• _WRITTEN TASK_: Turn the whole listing below into a numbered list, one line per item, skipping blank lines and leaving out the pictures.

• _EXTRACTED MATERIAL_:
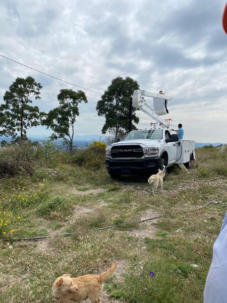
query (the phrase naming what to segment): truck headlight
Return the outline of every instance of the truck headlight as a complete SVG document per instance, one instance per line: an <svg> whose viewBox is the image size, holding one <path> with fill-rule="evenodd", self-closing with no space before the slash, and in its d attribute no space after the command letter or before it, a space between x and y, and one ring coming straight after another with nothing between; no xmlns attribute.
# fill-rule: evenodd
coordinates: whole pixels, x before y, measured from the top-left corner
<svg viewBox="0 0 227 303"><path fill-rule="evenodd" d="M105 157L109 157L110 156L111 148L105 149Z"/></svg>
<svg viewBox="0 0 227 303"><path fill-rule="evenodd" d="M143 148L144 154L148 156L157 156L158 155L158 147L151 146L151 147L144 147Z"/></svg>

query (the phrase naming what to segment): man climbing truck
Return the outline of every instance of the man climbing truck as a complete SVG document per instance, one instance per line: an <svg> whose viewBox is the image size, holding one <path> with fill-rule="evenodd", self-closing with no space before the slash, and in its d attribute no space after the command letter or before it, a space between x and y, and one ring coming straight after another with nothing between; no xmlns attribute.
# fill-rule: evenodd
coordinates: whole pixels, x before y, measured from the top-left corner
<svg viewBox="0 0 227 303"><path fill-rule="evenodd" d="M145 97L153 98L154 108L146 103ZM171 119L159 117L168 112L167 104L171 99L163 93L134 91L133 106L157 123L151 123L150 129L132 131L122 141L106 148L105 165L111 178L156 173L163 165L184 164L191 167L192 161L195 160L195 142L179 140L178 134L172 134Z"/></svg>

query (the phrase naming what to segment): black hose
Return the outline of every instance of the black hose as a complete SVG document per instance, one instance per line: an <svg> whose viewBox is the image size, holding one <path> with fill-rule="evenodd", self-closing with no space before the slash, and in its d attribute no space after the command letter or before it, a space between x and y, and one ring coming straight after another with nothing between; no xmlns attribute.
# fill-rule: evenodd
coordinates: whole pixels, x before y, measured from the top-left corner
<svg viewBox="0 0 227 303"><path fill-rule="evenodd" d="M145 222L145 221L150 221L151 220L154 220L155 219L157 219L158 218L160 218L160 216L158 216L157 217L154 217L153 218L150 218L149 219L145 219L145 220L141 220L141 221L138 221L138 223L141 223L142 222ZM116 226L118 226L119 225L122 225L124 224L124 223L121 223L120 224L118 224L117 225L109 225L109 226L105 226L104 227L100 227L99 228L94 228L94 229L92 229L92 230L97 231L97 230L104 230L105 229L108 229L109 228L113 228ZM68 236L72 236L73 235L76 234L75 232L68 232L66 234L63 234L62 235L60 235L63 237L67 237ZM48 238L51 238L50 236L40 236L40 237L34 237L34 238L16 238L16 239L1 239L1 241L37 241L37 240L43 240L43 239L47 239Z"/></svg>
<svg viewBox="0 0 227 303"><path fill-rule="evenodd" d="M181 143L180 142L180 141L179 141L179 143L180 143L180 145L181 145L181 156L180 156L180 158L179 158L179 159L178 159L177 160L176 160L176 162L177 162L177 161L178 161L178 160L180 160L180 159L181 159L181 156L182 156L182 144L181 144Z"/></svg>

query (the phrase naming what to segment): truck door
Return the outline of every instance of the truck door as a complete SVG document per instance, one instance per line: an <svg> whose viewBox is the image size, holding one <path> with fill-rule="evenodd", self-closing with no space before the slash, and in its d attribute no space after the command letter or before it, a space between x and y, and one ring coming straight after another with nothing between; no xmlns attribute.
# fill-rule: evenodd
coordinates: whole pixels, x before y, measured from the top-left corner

• _REPLY TO THE EXERCISE_:
1. query (the phrase naming what to segment): truck headlight
2. Return the outline of every instance of the truck headlight as a complete SVG document per instance, one instance per line: an <svg> whose viewBox is the image size, holding one <path> with fill-rule="evenodd", self-closing with no space before the slash, and in its d attribute no space after the command letter or before it, a space between x and y, and one ring coming straight after another with nothing between; no xmlns attribute.
3. # fill-rule: evenodd
4. coordinates: whole pixels, x before y, measured from the top-left corner
5. <svg viewBox="0 0 227 303"><path fill-rule="evenodd" d="M105 157L109 157L110 156L111 148L105 149Z"/></svg>
6. <svg viewBox="0 0 227 303"><path fill-rule="evenodd" d="M143 148L144 154L148 156L157 156L158 155L158 147L151 146L151 147L144 147Z"/></svg>
7. query (the phrase naming what to segment): man climbing truck
8. Return the outline of every instance of the man climbing truck as a complete SVG document per instance, one instance per line: an <svg> whose viewBox is the image size, holding one <path> with fill-rule="evenodd", self-closing with no space before the slash, and in its d attribute no space after the command letter or before it, a space between x and y, and one ring coming straight after another with nothing between; no xmlns attribute.
9. # fill-rule: evenodd
10. coordinates: whole pixels, x before y, measured from the top-left corner
11. <svg viewBox="0 0 227 303"><path fill-rule="evenodd" d="M145 97L153 98L154 108L146 103ZM171 119L159 117L168 112L167 104L171 99L163 93L134 91L133 106L157 123L151 123L150 129L132 131L122 141L106 148L105 165L111 178L156 173L163 165L184 164L191 167L192 161L195 160L195 142L179 140L178 134L172 134Z"/></svg>
12. query (the phrase naming what to segment): black hose
13. Return the outline of every instance of the black hose as a complete SVG document per instance, one instance per line: an <svg> whose viewBox is the image size, holding one <path> with fill-rule="evenodd", self-closing with no space before the slash, and in its d attribute no space after the command letter or before it, a space between x and y, and one ring coming straight after another with nothing between; no xmlns attribute.
14. # fill-rule: evenodd
15. coordinates: whole pixels, x before y, measured from the top-left corner
16. <svg viewBox="0 0 227 303"><path fill-rule="evenodd" d="M145 222L145 221L150 221L151 220L154 220L155 219L157 219L158 218L160 218L160 216L158 216L157 217L154 217L153 218L150 218L149 219L145 219L145 220L141 220L141 221L138 221L138 223L141 223L142 222ZM116 226L118 226L119 225L122 225L124 224L124 223L121 223L120 224L118 224L117 225L109 225L109 226L105 226L104 227L100 227L99 228L94 228L94 229L92 229L92 230L97 231L97 230L104 230L105 229L108 229L109 228L113 228ZM68 236L72 236L73 235L76 234L75 232L68 232L66 234L63 234L62 235L60 235L63 237L67 237ZM48 238L51 238L50 236L40 236L40 237L34 237L34 238L16 238L16 239L1 239L1 241L37 241L37 240L43 240L43 239L47 239Z"/></svg>
17. <svg viewBox="0 0 227 303"><path fill-rule="evenodd" d="M181 143L180 142L180 141L179 141L179 143L180 143L180 145L181 145L181 156L180 156L180 158L179 158L179 159L178 159L177 160L176 160L176 162L177 162L177 161L178 161L178 160L180 160L180 159L181 159L181 156L182 156L182 144L181 144Z"/></svg>
18. query (the phrase naming what to segment): truck door
19. Return the outline of every instance of the truck door as a complete SVG document per instance, one instance per line: an <svg> whose viewBox is the image size, holding one <path> with fill-rule="evenodd", self-closing with no space before the slash, and in its d attribute no space after the command letter or before it, a space between x and y, and one ring coming straight after another with nothing between; no xmlns attribute.
20. # fill-rule: evenodd
21. coordinates: whole pixels, x before y, measured from the top-left corner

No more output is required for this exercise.